→ **AIM A**: Count the lines in the listing below that contain the word "tree". Give only that number.

1] Use 7-Zip with “Extract to ‘*\’ ” (Bypass Path Limit)

Windows has a 260-character limit for file paths, and many archives contain deeply nested folders that exceed it. By using 7-Zip’s “Extract to ‘*\’” option, the tool automatically replaces long folder names with valid short (8.3) names, keeping the total path under the limit. If that fails, checking Do not extract paths flattens all files into a single folder, completely removing the folder structure that causes the path overflow.
First, download and install 7-Zip. Now, right-click the archive, 7-Zip, Extract to “*\” (this automatically renames long paths to valid short names). If that fails, open 7-Zip File Manager, navigate to the archive, select it, and click Extract. Check Do not extract paths (flattens all files to one folder).

→ **DATA SECTION**:
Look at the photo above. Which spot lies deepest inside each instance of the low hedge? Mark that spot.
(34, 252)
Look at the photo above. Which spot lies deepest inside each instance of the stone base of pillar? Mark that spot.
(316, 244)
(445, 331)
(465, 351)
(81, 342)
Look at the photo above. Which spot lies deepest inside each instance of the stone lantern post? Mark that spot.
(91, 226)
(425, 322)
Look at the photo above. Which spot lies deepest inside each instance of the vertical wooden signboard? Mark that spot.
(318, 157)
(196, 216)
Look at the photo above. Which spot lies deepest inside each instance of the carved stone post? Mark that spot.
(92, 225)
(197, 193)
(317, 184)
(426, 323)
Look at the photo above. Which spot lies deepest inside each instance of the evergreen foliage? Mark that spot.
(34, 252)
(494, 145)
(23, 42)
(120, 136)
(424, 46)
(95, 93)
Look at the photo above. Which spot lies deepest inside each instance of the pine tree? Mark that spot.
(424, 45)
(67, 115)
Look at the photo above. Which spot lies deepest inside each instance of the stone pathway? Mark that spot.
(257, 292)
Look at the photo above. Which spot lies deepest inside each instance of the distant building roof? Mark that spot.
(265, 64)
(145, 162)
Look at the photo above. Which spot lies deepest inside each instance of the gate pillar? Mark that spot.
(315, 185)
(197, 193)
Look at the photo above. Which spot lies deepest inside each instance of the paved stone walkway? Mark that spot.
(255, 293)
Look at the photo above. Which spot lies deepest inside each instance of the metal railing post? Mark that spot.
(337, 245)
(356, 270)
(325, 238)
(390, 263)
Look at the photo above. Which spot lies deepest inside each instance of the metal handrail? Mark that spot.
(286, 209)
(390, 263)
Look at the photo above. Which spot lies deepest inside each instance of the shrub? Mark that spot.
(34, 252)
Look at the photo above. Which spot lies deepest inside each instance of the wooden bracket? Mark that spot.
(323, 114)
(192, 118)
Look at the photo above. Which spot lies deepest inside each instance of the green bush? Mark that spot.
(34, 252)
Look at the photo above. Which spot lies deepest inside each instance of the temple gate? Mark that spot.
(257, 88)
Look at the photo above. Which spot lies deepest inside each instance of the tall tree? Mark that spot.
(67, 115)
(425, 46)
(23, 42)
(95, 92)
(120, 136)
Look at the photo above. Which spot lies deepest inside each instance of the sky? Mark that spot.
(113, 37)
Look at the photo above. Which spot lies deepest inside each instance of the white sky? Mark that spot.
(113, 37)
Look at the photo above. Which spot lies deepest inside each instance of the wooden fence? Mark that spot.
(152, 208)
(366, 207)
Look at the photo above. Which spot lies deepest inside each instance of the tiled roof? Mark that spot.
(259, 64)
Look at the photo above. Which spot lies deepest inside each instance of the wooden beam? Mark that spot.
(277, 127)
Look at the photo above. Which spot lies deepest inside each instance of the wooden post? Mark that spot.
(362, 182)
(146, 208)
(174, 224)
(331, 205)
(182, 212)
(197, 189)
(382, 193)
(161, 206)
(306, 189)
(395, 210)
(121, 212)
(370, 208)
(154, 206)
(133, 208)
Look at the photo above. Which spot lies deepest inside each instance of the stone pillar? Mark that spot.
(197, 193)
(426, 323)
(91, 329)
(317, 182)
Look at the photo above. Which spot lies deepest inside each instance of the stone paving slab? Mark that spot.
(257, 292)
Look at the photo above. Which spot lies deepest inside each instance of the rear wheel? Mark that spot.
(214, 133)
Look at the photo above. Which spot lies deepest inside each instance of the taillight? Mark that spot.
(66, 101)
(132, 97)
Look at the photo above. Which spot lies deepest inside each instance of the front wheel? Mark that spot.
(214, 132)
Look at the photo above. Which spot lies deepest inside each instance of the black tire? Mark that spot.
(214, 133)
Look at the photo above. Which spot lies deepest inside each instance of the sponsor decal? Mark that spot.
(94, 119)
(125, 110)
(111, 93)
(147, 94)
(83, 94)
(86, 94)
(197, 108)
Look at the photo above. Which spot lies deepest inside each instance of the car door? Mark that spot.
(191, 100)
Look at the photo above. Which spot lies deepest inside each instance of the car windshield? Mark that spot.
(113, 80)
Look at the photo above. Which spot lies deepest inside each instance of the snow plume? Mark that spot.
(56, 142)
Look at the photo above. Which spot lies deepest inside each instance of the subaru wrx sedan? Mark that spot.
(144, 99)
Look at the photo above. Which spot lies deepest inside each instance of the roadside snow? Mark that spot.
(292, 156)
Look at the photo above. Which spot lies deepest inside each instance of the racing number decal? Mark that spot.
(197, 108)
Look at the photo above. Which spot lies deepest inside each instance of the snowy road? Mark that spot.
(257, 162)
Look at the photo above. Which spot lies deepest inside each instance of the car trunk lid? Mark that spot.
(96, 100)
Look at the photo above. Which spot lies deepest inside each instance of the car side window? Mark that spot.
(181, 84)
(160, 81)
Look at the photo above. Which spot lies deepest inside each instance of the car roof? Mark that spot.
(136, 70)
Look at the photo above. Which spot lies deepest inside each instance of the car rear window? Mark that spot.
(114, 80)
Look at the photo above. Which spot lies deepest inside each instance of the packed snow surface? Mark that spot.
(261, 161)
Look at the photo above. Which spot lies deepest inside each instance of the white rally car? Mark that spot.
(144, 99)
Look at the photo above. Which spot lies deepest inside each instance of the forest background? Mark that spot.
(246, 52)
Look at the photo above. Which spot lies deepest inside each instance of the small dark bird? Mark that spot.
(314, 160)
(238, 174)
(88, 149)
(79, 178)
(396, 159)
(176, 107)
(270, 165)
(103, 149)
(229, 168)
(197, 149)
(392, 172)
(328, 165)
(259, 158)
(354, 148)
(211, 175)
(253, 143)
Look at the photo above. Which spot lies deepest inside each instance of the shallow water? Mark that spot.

---

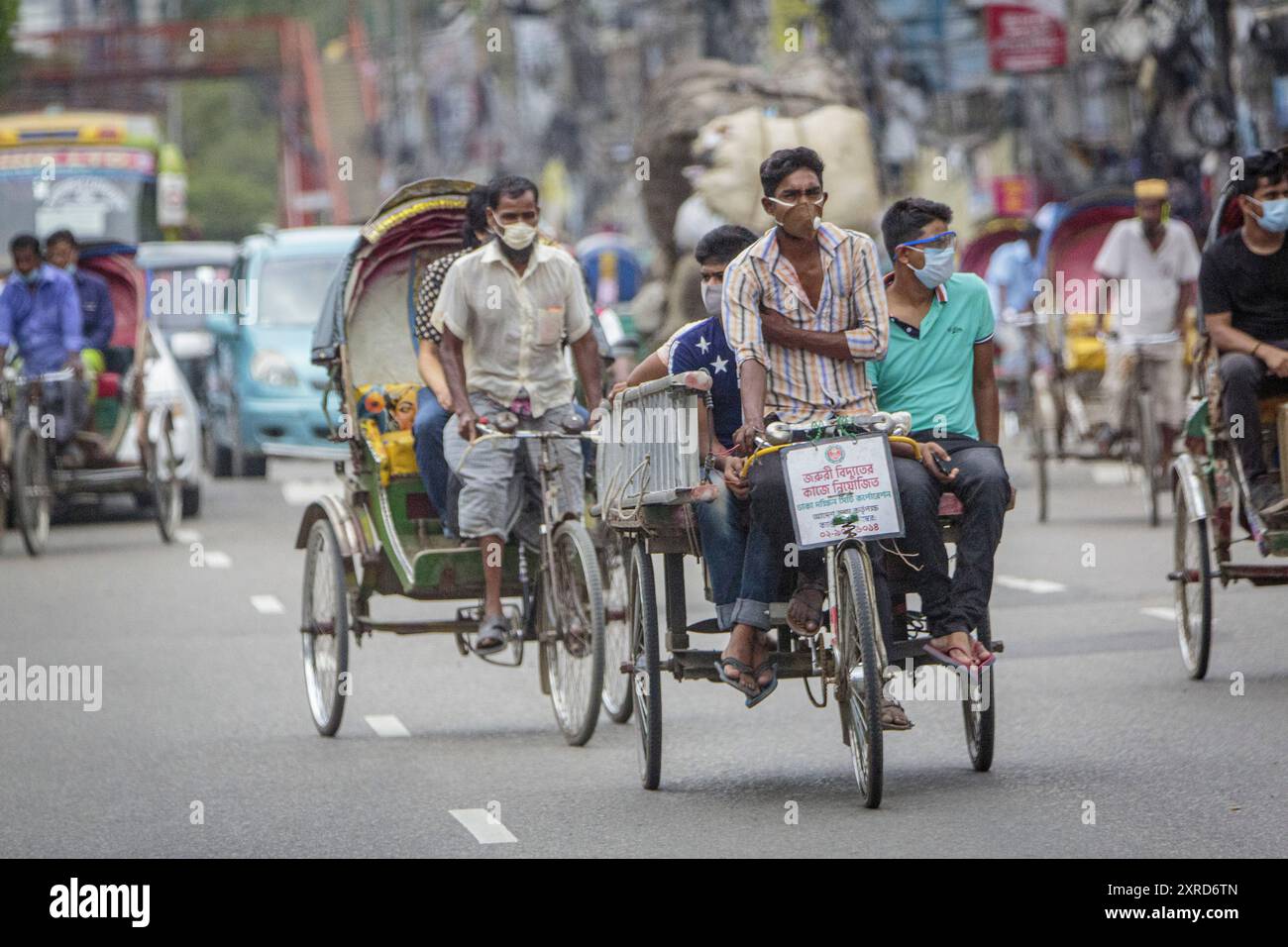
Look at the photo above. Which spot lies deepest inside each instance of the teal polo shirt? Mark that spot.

→ **AIM B**: Copy the 7-Zip text above word for word, from "Windows has a" up to and including "the path overflow.".

→ **TASK RESULT A**: 2

→ **TASK RESULT B**:
Windows has a 260-character limit for file paths, and many archives contain deeply nested folders that exceed it. By using 7-Zip’s “Extract to ‘*\’” option, the tool automatically replaces long folder names with valid short (8.3) names, keeping the total path under the limit. If that fails, checking Do not extract paths flattens all files into a single folder, completely removing the folder structure that causes the path overflow.